## EXERCISE DESCRIPTION
Set out every line of the items below as a numbered list, skipping blank lines and omitting the pictures.

## MATERIALS PROVIDED
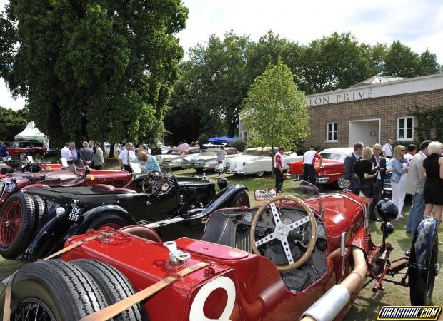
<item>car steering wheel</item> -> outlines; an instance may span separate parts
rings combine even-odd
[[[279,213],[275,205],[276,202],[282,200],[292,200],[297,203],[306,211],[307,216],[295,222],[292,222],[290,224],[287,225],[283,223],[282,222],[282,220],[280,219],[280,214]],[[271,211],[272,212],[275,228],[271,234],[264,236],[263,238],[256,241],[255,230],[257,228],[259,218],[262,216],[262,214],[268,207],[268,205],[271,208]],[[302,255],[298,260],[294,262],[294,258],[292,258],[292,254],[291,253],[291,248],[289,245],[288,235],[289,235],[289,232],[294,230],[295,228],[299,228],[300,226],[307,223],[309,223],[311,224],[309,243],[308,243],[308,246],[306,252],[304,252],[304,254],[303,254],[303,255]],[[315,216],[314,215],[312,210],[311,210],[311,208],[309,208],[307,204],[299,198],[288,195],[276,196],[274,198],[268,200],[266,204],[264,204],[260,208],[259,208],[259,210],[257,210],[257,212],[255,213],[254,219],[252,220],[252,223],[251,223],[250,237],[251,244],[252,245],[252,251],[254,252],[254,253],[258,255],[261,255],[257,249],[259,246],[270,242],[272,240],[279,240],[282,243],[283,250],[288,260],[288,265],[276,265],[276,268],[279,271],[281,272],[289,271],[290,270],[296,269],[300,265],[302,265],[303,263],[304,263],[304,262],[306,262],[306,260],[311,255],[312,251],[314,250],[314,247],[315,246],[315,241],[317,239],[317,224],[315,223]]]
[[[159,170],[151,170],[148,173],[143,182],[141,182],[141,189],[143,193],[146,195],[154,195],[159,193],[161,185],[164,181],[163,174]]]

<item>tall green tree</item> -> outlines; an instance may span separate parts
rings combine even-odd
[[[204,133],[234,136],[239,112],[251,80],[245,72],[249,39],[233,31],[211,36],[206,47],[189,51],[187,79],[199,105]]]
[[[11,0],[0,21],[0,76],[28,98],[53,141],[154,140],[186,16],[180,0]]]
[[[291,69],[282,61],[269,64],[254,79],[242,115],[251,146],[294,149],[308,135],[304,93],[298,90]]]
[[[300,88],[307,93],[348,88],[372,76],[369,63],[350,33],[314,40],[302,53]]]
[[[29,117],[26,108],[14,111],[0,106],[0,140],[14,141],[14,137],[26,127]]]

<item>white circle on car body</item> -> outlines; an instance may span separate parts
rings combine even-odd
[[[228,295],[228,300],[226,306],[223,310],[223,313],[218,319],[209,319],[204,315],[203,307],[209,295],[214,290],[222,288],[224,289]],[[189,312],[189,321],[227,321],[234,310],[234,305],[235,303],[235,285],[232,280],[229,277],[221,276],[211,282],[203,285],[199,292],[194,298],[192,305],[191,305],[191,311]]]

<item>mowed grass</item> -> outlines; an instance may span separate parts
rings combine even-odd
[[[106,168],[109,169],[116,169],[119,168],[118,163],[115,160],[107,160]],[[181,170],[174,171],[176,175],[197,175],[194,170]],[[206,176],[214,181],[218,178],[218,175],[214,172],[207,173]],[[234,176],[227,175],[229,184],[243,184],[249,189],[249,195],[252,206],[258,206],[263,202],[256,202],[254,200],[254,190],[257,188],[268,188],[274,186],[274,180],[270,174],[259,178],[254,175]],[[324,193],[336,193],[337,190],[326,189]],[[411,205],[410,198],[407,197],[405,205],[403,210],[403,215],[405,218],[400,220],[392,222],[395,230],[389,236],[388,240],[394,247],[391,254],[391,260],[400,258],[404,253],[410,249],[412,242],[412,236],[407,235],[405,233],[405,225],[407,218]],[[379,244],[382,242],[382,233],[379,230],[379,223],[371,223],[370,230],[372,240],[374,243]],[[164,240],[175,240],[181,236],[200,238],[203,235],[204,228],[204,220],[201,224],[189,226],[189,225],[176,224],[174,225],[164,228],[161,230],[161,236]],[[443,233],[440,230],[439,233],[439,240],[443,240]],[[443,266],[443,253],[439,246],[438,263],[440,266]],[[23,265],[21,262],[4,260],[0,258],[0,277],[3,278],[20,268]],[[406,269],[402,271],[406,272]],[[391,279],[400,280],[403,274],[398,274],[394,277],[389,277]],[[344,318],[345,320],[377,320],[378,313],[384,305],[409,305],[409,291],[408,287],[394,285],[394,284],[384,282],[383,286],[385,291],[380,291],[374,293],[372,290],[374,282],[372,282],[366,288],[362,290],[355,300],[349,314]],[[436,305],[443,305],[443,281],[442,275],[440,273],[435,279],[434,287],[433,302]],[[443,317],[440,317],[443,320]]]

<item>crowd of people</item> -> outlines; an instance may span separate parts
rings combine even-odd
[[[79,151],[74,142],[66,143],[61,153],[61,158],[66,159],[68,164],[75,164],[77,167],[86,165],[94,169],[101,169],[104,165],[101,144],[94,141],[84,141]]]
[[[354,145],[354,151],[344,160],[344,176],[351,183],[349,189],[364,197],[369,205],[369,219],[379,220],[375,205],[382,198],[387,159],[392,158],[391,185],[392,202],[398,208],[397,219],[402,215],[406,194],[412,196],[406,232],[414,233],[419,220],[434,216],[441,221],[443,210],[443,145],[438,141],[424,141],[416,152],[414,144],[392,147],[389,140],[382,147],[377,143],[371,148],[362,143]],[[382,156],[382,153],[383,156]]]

## WRITTEN SOLUTION
1. <item>car steering wheel</item> -> outlines; an instance may span separate parts
2. rings combine even-odd
3. [[[279,213],[275,205],[276,202],[282,200],[292,200],[297,203],[306,211],[307,216],[295,222],[292,222],[290,224],[287,225],[283,223],[282,222],[282,220],[280,219],[280,214]],[[271,211],[272,212],[275,228],[271,234],[264,236],[263,238],[256,241],[255,230],[257,228],[259,218],[262,216],[262,214],[268,207],[268,205],[271,208]],[[302,255],[298,260],[294,262],[294,258],[292,258],[292,254],[291,253],[291,248],[289,245],[288,235],[289,235],[289,232],[294,230],[295,228],[299,228],[300,226],[307,223],[309,223],[311,224],[309,243],[308,243],[308,246],[306,252],[304,252],[304,254],[303,254],[303,255]],[[315,216],[314,215],[312,210],[311,210],[311,208],[309,208],[307,204],[299,198],[288,195],[276,196],[274,198],[268,200],[266,204],[264,204],[260,208],[259,208],[259,210],[257,210],[257,212],[255,213],[254,219],[252,220],[252,223],[251,223],[250,237],[251,244],[252,245],[252,251],[254,252],[254,253],[258,255],[261,255],[257,249],[259,246],[270,242],[272,240],[279,240],[282,243],[283,250],[288,260],[288,265],[276,265],[276,268],[279,271],[281,272],[289,271],[290,270],[296,269],[300,265],[302,265],[303,263],[304,263],[304,262],[306,262],[306,260],[311,255],[312,251],[314,250],[314,247],[315,246],[315,241],[317,239],[317,224],[315,223]]]
4. [[[159,170],[151,170],[148,173],[143,182],[141,182],[141,189],[143,193],[146,195],[154,195],[159,193],[161,185],[164,181],[163,174]]]
5. <item>tall green tree</item> -> outlines; an instance may span separate parts
6. rings combine even-odd
7. [[[204,133],[234,136],[239,112],[251,80],[245,72],[249,39],[233,31],[211,36],[206,47],[189,51],[187,79],[199,105]]]
8. [[[11,0],[0,21],[0,76],[28,98],[53,141],[154,140],[186,16],[180,0]]]
9. [[[291,69],[282,61],[269,64],[254,79],[242,115],[251,146],[294,149],[308,135],[304,93],[298,90]]]
10. [[[300,88],[307,93],[348,88],[372,76],[369,63],[350,33],[314,40],[302,53]]]
11. [[[29,117],[26,108],[14,111],[0,106],[0,140],[14,141],[14,137],[26,127]]]
12. <item>white circle on car body</item> -> outlines; an instance may span separate parts
13. rings combine even-odd
14. [[[228,295],[228,300],[226,306],[223,310],[223,313],[218,319],[209,319],[204,315],[203,307],[209,295],[214,290],[222,288],[224,289]],[[189,312],[189,321],[227,321],[234,310],[234,305],[235,303],[235,285],[232,280],[229,277],[221,276],[211,282],[203,285],[199,292],[194,298],[192,305],[191,305],[191,311]]]
15. <item>mowed grass</item> -> outlines; an instance may span separate parts
16. rings combine even-odd
17. [[[106,168],[109,169],[116,169],[119,168],[118,163],[115,160],[107,160]],[[181,170],[174,171],[176,175],[197,175],[194,170]],[[206,176],[214,181],[218,178],[218,175],[214,172],[207,173]],[[234,176],[227,175],[229,184],[243,184],[249,189],[249,195],[252,206],[258,206],[263,202],[256,202],[254,200],[254,190],[257,188],[268,188],[274,186],[274,180],[270,174],[259,178],[254,175]],[[324,193],[336,193],[337,190],[326,189]],[[411,205],[410,198],[407,197],[405,205],[403,210],[403,215],[405,218],[400,220],[392,222],[395,230],[389,236],[388,240],[394,247],[391,254],[391,260],[400,258],[404,253],[410,249],[412,242],[412,236],[407,235],[405,233],[405,225],[407,218]],[[379,244],[382,242],[382,233],[379,230],[379,223],[371,223],[370,230],[372,240],[374,243]],[[164,240],[175,240],[181,236],[200,238],[203,235],[204,228],[204,220],[201,224],[189,226],[189,225],[176,224],[174,225],[164,228],[161,230],[161,236]],[[443,233],[440,230],[439,233],[439,240],[443,240]],[[443,266],[443,253],[439,246],[438,263],[440,266]],[[23,265],[21,262],[4,260],[0,258],[0,277],[3,278],[20,268]],[[406,269],[402,271],[406,272]],[[391,279],[400,280],[403,274],[398,274],[394,277],[389,277]],[[344,318],[345,320],[377,320],[378,313],[384,305],[409,305],[409,291],[408,287],[394,285],[394,284],[384,282],[383,286],[385,291],[380,291],[374,293],[372,290],[374,282],[372,282],[366,288],[362,290],[355,300],[349,314]],[[436,305],[443,305],[443,281],[442,275],[440,273],[435,279],[434,287],[433,302]],[[443,317],[440,317],[443,320]]]
18. <item>crowd of people</item> -> outlines; an instance may span separate parts
19. rings combine even-odd
20. [[[79,151],[74,142],[66,143],[61,153],[61,158],[66,159],[68,164],[75,164],[77,167],[86,165],[94,169],[101,169],[104,165],[101,144],[94,141],[84,141]]]
21. [[[354,145],[354,151],[344,160],[344,176],[351,183],[349,189],[364,197],[369,205],[369,219],[379,220],[375,205],[382,198],[387,159],[392,158],[391,185],[392,202],[398,208],[397,219],[402,215],[406,194],[412,196],[406,232],[414,233],[419,220],[434,216],[441,221],[443,210],[443,145],[438,141],[424,141],[416,152],[414,144],[392,147],[389,140],[382,147],[377,143],[371,148],[362,143]],[[382,156],[382,153],[383,156]]]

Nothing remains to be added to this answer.